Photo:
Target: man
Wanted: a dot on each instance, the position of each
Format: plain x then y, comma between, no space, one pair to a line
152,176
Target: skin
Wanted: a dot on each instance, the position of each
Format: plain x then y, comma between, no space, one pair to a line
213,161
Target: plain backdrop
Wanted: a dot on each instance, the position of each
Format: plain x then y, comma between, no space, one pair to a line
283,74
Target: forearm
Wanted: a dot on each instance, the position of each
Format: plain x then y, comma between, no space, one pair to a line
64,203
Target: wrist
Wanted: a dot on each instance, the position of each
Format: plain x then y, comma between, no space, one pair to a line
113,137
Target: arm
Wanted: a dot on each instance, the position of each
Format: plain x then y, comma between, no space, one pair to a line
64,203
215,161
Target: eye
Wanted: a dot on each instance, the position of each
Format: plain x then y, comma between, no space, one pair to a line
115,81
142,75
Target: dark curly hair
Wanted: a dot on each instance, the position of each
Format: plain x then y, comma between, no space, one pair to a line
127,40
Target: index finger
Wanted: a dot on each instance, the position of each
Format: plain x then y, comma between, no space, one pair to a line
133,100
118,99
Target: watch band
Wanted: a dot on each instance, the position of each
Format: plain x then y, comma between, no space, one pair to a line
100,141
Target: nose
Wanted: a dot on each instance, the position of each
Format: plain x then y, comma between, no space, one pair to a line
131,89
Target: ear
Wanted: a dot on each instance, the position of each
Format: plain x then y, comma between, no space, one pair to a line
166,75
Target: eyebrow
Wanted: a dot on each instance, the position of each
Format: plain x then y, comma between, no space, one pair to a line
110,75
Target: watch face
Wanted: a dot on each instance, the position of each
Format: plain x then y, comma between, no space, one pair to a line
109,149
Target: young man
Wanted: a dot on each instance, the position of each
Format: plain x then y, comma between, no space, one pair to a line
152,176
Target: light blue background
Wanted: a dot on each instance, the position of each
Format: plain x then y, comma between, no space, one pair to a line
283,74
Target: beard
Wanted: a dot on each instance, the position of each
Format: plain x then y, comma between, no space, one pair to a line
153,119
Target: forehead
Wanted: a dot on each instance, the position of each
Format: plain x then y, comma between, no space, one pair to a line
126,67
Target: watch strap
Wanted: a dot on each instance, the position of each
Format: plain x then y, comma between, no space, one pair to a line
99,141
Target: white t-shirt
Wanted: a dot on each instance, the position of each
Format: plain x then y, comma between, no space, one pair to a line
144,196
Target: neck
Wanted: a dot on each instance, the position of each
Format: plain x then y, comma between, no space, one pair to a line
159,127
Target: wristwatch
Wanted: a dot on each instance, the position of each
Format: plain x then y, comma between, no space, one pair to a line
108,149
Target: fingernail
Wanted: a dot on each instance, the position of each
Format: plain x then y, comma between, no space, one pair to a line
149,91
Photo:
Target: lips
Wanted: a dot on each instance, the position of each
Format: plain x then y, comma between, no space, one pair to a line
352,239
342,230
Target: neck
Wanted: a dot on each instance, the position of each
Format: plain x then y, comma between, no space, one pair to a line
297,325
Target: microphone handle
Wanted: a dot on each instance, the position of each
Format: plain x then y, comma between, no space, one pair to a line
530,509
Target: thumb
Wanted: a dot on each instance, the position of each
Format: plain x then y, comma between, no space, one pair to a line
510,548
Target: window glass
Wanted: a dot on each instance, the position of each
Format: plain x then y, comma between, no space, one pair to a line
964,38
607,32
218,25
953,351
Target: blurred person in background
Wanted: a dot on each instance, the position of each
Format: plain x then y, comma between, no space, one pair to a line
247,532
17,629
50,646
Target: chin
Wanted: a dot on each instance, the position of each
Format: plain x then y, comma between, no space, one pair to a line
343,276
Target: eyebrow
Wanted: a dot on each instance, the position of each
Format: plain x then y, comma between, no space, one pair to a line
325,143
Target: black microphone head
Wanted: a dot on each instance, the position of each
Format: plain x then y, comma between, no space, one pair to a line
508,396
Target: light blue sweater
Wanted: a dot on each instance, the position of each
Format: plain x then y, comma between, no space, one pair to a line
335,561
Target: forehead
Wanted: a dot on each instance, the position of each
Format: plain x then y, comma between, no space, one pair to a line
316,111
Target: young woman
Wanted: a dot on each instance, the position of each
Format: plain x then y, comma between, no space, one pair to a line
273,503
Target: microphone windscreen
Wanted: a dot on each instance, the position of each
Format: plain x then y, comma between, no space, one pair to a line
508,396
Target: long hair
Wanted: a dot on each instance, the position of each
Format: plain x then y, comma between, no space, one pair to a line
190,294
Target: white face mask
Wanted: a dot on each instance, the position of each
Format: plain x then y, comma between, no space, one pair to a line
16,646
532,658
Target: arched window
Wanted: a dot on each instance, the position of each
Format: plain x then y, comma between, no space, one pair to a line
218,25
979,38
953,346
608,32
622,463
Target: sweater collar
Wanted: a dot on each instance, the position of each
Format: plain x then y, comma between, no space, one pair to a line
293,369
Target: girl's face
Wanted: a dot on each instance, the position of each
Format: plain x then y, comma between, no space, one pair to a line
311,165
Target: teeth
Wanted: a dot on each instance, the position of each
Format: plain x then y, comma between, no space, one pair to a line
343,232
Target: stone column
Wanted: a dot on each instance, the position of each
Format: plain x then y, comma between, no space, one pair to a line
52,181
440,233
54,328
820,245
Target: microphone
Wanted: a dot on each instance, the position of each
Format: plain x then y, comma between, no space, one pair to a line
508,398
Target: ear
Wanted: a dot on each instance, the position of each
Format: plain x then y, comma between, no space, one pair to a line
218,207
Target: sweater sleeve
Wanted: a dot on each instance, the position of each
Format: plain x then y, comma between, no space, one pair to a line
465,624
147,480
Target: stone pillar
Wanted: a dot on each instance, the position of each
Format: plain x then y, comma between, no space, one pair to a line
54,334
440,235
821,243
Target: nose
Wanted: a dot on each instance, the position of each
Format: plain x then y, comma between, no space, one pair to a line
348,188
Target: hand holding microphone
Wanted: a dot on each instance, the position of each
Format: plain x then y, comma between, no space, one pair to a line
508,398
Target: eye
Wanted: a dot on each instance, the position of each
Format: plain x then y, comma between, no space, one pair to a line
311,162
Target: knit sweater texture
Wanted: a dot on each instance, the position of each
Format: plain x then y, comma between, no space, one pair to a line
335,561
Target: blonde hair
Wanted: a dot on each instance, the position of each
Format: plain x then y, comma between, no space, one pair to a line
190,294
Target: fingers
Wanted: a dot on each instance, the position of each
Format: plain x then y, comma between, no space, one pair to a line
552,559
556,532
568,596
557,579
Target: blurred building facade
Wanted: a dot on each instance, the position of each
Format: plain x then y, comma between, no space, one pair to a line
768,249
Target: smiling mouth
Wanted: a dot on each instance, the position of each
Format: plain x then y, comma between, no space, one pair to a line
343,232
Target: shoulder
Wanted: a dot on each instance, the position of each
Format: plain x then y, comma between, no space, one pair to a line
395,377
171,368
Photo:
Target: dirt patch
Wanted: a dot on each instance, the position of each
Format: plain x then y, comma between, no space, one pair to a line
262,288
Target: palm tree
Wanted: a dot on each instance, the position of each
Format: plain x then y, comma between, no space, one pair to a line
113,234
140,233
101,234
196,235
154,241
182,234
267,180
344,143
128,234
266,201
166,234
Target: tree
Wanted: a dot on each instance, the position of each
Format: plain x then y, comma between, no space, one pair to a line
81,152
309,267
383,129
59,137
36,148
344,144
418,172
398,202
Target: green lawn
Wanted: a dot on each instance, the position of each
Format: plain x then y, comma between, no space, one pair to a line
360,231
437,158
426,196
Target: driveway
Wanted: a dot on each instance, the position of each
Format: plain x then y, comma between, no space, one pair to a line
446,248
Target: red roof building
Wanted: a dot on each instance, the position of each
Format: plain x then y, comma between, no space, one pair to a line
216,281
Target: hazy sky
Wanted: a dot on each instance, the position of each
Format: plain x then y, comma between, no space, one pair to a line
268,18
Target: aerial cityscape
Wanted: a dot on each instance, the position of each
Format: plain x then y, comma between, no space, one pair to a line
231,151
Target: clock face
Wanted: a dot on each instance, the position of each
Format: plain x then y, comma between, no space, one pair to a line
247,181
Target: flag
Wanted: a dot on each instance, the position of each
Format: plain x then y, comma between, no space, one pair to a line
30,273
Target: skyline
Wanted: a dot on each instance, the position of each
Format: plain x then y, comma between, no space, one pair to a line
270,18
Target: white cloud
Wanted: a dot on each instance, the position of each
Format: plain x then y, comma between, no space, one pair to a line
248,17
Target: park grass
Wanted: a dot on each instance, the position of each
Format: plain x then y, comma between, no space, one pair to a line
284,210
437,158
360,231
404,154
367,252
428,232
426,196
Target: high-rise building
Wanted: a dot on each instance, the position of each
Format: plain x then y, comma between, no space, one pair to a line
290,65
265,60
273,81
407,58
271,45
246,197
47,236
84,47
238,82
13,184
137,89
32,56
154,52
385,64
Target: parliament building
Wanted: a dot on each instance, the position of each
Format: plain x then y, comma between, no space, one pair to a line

--------------------------------------------------

Reproduce the items word for word, starting at the line that contains "Target: parliament building" and ending with the last line of the items.

* [Written response]
Target: parliament building
Wanted: a dot on each instance, the position of each
Format: plain x then y, comma between, no space, one pair to a line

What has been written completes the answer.